Exercise materials:
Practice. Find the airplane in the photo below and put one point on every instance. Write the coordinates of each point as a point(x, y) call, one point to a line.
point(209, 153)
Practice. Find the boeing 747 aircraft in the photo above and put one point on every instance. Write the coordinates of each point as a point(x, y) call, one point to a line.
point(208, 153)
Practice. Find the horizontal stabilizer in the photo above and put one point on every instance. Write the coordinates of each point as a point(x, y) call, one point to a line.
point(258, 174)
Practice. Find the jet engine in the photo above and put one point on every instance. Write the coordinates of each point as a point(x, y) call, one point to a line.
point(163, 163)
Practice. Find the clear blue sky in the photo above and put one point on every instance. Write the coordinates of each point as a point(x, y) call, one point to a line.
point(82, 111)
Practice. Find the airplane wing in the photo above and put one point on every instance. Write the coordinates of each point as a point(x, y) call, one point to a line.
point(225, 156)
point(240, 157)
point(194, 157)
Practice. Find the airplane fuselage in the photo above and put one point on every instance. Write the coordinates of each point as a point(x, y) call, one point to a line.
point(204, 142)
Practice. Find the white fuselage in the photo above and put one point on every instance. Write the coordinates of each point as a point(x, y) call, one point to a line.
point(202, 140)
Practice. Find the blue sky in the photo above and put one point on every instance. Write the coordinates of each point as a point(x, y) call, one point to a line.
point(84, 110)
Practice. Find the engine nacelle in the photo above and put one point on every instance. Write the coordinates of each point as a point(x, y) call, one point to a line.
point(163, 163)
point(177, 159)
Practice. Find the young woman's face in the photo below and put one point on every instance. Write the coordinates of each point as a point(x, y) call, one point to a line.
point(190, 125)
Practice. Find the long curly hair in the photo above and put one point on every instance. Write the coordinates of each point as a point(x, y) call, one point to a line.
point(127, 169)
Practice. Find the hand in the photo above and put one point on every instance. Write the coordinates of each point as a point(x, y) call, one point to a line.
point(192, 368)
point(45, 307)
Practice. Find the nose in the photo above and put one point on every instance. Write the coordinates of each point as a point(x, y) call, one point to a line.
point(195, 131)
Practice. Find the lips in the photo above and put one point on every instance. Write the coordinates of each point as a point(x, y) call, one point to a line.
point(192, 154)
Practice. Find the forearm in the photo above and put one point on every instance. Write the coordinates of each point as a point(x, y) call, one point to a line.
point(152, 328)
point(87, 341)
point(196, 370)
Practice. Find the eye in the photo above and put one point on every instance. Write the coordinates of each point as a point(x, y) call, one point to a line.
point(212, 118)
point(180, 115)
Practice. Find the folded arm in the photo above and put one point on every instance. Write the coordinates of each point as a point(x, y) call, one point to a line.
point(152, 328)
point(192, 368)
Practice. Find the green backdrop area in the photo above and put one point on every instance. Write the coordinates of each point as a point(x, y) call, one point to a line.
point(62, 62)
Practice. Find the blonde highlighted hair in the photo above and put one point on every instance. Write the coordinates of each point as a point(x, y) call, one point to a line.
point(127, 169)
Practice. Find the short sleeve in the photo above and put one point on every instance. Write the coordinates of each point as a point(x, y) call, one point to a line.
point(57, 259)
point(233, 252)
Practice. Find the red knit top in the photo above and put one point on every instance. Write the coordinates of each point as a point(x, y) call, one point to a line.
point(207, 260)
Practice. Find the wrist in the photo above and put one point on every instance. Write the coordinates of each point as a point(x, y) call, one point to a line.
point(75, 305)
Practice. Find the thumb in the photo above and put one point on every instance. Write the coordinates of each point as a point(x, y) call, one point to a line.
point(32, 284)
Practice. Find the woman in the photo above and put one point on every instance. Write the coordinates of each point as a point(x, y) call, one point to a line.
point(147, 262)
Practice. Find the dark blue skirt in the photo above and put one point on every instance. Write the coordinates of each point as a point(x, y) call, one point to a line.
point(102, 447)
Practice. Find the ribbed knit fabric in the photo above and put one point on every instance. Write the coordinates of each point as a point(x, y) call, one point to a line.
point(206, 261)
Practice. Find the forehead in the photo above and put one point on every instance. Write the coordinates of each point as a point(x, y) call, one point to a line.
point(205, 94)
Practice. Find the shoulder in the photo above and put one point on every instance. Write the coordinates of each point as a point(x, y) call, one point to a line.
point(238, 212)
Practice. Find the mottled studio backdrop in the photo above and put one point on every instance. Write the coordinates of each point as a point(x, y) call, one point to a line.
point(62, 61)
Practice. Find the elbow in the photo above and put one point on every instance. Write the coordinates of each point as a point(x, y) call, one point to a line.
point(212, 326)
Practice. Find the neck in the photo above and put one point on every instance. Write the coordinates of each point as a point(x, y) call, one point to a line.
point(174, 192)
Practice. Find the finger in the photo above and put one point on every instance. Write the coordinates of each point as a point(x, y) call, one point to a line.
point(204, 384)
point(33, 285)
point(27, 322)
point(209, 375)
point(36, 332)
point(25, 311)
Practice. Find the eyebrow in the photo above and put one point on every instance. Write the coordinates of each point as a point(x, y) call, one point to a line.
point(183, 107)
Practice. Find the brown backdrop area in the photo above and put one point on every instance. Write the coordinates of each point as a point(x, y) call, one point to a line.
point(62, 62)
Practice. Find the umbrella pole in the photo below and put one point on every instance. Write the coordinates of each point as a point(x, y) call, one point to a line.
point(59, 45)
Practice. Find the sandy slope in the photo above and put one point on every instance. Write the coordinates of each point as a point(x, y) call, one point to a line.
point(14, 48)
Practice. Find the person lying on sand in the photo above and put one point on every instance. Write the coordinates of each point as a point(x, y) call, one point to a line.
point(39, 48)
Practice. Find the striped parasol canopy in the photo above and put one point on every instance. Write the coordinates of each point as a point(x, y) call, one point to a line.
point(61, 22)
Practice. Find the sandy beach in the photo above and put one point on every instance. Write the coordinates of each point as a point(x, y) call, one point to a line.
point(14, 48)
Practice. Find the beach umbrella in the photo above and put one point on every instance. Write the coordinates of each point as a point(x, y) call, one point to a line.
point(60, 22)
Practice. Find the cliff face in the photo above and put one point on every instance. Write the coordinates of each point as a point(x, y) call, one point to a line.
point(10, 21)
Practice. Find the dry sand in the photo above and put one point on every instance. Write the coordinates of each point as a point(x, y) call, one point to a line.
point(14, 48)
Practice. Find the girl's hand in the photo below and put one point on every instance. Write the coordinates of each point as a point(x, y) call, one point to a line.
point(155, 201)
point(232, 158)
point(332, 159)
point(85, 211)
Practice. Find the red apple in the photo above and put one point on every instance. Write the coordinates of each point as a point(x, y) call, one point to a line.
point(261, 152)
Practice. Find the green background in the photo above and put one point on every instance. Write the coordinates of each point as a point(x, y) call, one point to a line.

What to produce: Transcribe all of the material without omitting a line.

Exercise answer:
Practice. Find the airplane in the photo below and put one point on every instance. Write the coordinates of each point as a point(x, y) call, one point to a line.
point(209, 153)
Practice. Find the boeing 747 aircraft in the photo above and put one point on every instance. Write the coordinates of each point as a point(x, y) call, one point to a line.
point(208, 153)
Practice. Find the horizontal stabilizer in the photo above and put one point on every instance. Write the coordinates of each point as a point(x, y) call, one point to a line.
point(258, 174)
Practice. Find the jet engine in the photo above and put one point on every instance. Write the coordinates of each point as a point(x, y) call, one point to a line.
point(163, 163)
Practice. Find the clear blue sky in the photo above and put one point on every instance. Write the coordinates of each point as a point(x, y) call, one point to a line.
point(82, 111)
Practice. Find the airplane wing in the photo above and put one point on every instance. Write the coordinates of each point as a point(x, y) call, one point to a line.
point(225, 156)
point(240, 157)
point(194, 157)
Practice. Find the airplane fuselage in the photo above and put one point on every instance. Write the coordinates of each point as a point(x, y) call, one point to a line.
point(204, 142)
Practice. Find the white fuselage in the photo above and put one point on every instance. Write the coordinates of each point as a point(x, y) call, one point to a line.
point(202, 140)
Practice. Find the blue sky in the photo above and put one point on every instance. Write the coordinates of each point as a point(x, y) call, one point to a line.
point(84, 110)
Practice. Find the engine nacelle in the photo above and put one point on every instance. Write the coordinates of each point as a point(x, y) call, one point to a line.
point(163, 163)
point(177, 159)
Practice. Find the young woman's face in the photo below and put one point on every instance. Write the coordinates of each point as a point(x, y) call, one point to a line.
point(190, 125)
Practice. Find the long curly hair in the photo above and put one point on every instance. Write the coordinates of each point as a point(x, y) call, one point to a line.
point(127, 169)
Practice. Find the hand in the photo above and put one point on every instance. Write the coordinates of each point as a point(x, y) call, one point to a line.
point(192, 368)
point(45, 307)
Practice. Find the nose in the photo above and put one point on every instance. Write the coordinates of each point as a point(x, y) call, one point to a line.
point(195, 131)
Practice. Find the lips in the photo above and put one point on every instance. Write the coordinates of each point as a point(x, y) call, one point to a line.
point(192, 154)
Practice. Find the forearm in the photo above and put one point on every instance. Write the coordinates of each point as a point(x, y) call, one point to a line.
point(152, 328)
point(87, 341)
point(196, 370)
Practice. Find the eye in the photo above and put one point on every instance. Write the coordinates of each point as a point(x, y) call, one point to a line.
point(212, 118)
point(180, 115)
Practice. Find the folded arm in the photo above and put one point on every instance. Write the coordinates of each point as a point(x, y) call, one point to a line.
point(152, 328)
point(192, 368)
Practice. Find the green backdrop area in the photo above and put one point on every instance. Write the coordinates of each point as a point(x, y) call, one point to a line.
point(62, 62)
Practice. Find the blonde highlighted hair in the photo above and put one point on every instance. Write the coordinates of each point as a point(x, y) call, one point to a line.
point(127, 169)
Practice. Find the short sleeve in the photo above and put one point on every instance. Write the coordinates of each point as a point(x, y) call, one point to a line.
point(57, 259)
point(233, 252)
Practice. Find the red knit top in the photo above and put one point on every instance. Write the coordinates of each point as a point(x, y) call, one point to a line.
point(207, 260)
Practice. Find the wrist in the photo above and put one point on every instance. Write the coordinates of each point as a point(x, y) call, one point to a line.
point(75, 305)
Practice. Find the thumb in the photo above and put one point on every instance. Write the coordinates of each point as a point(x, y) call, one point to a line.
point(32, 284)
Practice. Find the woman in the photo above and put one point on every instance. Write the coordinates of each point as a point(x, y) call, one point to a line.
point(147, 262)
Practice. Find the dark blue skirt in the photo above and put one point on every instance. Write the coordinates of each point as a point(x, y) call, one point to a line.
point(102, 447)
Practice. Find the ribbed knit fabric in the photo above and put one point on every instance. Write the coordinates of each point as a point(x, y) call, one point to a line.
point(206, 261)
Practice. Find the forehead in the photo above and put one point on every instance. Write the coordinates of each point as a point(x, y) call, one point to a line.
point(205, 94)
Practice. Find the shoulder in the photo above and put one point on every instance. Write the coordinates of each point as a point(x, y) call, one point to a line.
point(238, 212)
Practice. Find the mottled studio backdrop in the photo above and put one point on every instance. Write the coordinates of each point as a point(x, y) call, one point to a line.
point(62, 61)
Practice. Find the elbow in the photo above and put one point on every instance. Write the coordinates of each point as a point(x, y) call, one point to a line.
point(212, 326)
Practice. Find the neck in the photo above and put one point on every instance. Write the coordinates of each point as a point(x, y) call, one point to a line.
point(174, 192)
Practice. Find the finger in the photo above and put one point on every instance. Write the coordinates of each point as a point(x, y) call, one point to a line.
point(204, 384)
point(33, 285)
point(27, 322)
point(209, 375)
point(36, 332)
point(25, 311)
Practice. Find the eyebrow in the photo above and put one point on every instance. Write the coordinates of each point as a point(x, y) call, one point to a line.
point(183, 107)
Practice. Find the brown backdrop area in the photo above and put one point on every instance. Write the coordinates of each point as a point(x, y) call, one point to a line.
point(62, 62)
Practice. Find the umbrella pole in the photo below and put one point on every instance. Write the coordinates of each point as a point(x, y) call, one point to a line.
point(59, 45)
Practice. Find the sandy slope in the photo above and put one point on every instance. Write the coordinates of each point as a point(x, y) call, one point to a line.
point(14, 48)
Practice. Find the person lying on sand in the photo above and put one point on every instance. Write the coordinates of each point as a point(x, y) call, one point to a line.
point(39, 48)
Practice. Find the striped parasol canopy in the photo above and put one point on every instance. Write the coordinates of each point as a point(x, y) call, one point to a line.
point(61, 22)
Practice. Find the sandy beach in the photo above and put one point on every instance. Write the coordinates of each point as a point(x, y) call, one point to a line.
point(14, 48)
Practice. Find the beach umbrella in the photo above and put one point on every instance. Write the coordinates of each point as a point(x, y) call, one point to a line.
point(60, 22)
Practice. Find the cliff face in the photo above and put one point on every instance. Write the coordinates of each point as a point(x, y) call, one point to a line.
point(10, 21)
Practice. Find the dry sand in the photo above and put one point on every instance. Write the coordinates of each point as a point(x, y) call, one point to a line.
point(14, 48)
Practice. Find the girl's hand in the photo below and put one point on every instance. Write the coordinates of each point as a point(x, y) call, one point to a line.
point(155, 201)
point(232, 158)
point(332, 159)
point(85, 211)
Practice. Find the red apple in the photo above and put one point on every instance. Write the coordinates of each point as a point(x, y) call, one point to a line.
point(261, 152)
Practice. Find the green background in the photo above and put one point on every instance. Write the coordinates of each point as a point(x, y) call, one point to a line.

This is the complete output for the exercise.